Problem details →
Read the data below line by line and copy each one with "door" in it.

Data for review →
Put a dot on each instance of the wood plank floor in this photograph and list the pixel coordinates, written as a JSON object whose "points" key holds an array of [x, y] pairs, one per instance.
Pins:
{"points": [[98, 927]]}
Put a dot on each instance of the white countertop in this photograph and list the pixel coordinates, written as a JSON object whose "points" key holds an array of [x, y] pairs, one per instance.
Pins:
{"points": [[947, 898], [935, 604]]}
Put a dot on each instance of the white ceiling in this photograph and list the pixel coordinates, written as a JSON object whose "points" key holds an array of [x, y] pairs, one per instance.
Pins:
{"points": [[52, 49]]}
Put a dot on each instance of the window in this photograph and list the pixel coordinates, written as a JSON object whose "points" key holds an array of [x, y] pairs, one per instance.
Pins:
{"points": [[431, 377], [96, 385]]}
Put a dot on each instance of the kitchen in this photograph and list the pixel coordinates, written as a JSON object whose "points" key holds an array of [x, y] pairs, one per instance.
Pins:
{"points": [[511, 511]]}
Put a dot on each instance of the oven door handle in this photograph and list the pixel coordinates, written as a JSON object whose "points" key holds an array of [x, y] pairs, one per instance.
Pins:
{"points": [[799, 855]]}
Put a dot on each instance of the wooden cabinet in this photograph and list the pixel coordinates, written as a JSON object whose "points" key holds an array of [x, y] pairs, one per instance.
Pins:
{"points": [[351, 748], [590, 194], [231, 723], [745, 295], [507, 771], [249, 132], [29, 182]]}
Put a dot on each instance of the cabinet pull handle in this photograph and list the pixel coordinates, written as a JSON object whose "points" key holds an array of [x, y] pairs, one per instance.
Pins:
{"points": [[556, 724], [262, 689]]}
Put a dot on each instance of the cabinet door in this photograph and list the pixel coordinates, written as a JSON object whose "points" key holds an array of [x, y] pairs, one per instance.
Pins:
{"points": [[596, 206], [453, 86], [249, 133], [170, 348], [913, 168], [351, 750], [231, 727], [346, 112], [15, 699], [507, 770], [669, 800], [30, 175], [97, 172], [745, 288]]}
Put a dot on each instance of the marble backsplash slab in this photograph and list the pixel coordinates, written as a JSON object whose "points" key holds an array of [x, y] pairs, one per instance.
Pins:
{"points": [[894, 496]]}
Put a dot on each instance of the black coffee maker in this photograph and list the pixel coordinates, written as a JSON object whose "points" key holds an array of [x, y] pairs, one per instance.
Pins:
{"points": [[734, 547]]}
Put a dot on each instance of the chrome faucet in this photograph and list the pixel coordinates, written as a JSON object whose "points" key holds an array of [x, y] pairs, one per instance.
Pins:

Completed task →
Put a dot on each instance of the oven door handle in this photograph and list the pixel coordinates, written as a JSON object whose "points" key holds an array of [x, y] pairs, one per instance.
Put a dot on each instance of the cabinet door in this photograph and list the pixel coordinates, written as a JSON object whose "points" key holds an array of [x, y] pairs, one per instance.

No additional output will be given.